DATASET ROWS ::

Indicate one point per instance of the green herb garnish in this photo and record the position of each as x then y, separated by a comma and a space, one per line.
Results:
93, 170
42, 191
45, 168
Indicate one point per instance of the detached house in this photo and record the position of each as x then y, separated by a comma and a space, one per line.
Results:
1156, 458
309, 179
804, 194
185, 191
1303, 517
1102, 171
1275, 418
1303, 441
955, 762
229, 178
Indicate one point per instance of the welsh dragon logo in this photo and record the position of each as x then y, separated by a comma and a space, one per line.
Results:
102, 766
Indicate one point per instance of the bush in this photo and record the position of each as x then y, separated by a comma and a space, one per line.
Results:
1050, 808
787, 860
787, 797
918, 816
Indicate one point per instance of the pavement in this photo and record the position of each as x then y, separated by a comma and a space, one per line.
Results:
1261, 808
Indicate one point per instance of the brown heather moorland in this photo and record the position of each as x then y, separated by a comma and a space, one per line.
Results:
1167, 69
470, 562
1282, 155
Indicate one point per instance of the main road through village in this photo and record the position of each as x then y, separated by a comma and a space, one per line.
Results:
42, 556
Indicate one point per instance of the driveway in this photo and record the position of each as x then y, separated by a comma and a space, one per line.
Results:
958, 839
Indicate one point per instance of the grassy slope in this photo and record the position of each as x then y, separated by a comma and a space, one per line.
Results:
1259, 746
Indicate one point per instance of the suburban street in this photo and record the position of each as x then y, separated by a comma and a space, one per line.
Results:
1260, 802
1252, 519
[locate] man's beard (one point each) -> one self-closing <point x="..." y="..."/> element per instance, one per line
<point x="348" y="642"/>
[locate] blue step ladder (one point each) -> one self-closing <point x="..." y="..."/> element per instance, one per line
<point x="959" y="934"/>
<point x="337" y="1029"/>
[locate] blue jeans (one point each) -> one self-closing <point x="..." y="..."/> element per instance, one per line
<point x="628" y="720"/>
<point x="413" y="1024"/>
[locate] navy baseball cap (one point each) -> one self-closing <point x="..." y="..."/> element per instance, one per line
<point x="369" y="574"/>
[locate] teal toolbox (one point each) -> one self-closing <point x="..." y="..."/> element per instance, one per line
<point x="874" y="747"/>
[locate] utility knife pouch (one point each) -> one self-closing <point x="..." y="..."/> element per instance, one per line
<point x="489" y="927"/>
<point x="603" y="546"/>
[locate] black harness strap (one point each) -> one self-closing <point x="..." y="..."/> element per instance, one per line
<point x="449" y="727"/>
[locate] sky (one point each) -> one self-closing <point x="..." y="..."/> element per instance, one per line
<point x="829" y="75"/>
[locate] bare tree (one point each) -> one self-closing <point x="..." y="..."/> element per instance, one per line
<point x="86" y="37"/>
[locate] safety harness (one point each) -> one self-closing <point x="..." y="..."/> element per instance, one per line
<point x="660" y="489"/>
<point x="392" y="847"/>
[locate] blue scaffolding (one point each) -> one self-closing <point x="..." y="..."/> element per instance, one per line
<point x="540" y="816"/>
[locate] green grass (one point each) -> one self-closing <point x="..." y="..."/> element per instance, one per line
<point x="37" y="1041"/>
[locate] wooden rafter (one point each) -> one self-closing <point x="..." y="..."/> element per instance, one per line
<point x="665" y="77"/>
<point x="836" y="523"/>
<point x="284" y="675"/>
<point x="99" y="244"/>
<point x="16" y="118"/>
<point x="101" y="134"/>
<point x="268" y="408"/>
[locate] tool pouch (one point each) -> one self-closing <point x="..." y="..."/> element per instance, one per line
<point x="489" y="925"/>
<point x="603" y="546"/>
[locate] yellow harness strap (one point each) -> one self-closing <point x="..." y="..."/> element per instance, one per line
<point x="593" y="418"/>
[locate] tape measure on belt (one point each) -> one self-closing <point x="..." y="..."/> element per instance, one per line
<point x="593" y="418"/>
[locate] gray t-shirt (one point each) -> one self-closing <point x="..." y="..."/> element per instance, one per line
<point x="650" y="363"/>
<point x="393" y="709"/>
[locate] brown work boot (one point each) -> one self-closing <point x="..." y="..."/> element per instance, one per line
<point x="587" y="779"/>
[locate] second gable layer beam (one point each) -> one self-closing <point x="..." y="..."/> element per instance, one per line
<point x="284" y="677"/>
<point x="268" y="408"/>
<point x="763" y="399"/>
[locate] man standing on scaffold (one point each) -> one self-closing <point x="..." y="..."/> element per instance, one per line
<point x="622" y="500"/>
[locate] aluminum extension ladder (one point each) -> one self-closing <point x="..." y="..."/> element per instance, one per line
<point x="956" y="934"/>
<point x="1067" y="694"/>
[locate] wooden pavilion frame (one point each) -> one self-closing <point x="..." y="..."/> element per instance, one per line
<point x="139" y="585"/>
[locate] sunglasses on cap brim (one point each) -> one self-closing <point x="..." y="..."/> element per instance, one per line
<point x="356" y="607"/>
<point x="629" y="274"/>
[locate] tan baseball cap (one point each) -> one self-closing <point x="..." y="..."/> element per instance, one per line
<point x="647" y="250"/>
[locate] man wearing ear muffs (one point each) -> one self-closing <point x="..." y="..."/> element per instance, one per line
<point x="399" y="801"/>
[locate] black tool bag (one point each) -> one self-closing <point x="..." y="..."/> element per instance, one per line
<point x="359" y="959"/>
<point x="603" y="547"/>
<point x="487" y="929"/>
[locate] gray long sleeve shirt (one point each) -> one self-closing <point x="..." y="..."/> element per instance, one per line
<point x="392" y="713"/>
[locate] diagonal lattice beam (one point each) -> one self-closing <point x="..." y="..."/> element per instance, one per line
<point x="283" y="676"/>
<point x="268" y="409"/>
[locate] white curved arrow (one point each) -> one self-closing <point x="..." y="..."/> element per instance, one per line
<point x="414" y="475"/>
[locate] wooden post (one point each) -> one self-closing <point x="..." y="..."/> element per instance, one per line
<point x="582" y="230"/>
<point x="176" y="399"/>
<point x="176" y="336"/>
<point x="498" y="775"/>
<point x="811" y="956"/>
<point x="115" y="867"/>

WHAT IS REQUIRED :: Retype exactly the lines from the one containing "[locate] black tool" through the last line of the records above, including both.

WRITTEN SOLUTION ::
[locate] black tool bag (one point each) -> one self-closing <point x="..." y="..."/> element per instance, one per line
<point x="359" y="959"/>
<point x="603" y="547"/>
<point x="487" y="929"/>
[locate] gray long sleeve shirt (one point each) -> one self-closing <point x="..." y="..."/> element per instance, one per line
<point x="392" y="713"/>
[locate] diagonal lattice beam (one point each) -> one self-closing <point x="..." y="..."/> element per instance, one per line
<point x="283" y="676"/>
<point x="268" y="409"/>
[locate] white curved arrow (one point each) -> one self-closing <point x="..." y="..."/> element per instance, one per line
<point x="414" y="475"/>
[locate] wooden post (one point each) -> one self-closing <point x="..." y="..."/> element per instance, one per line
<point x="582" y="230"/>
<point x="176" y="399"/>
<point x="176" y="336"/>
<point x="498" y="775"/>
<point x="811" y="956"/>
<point x="115" y="867"/>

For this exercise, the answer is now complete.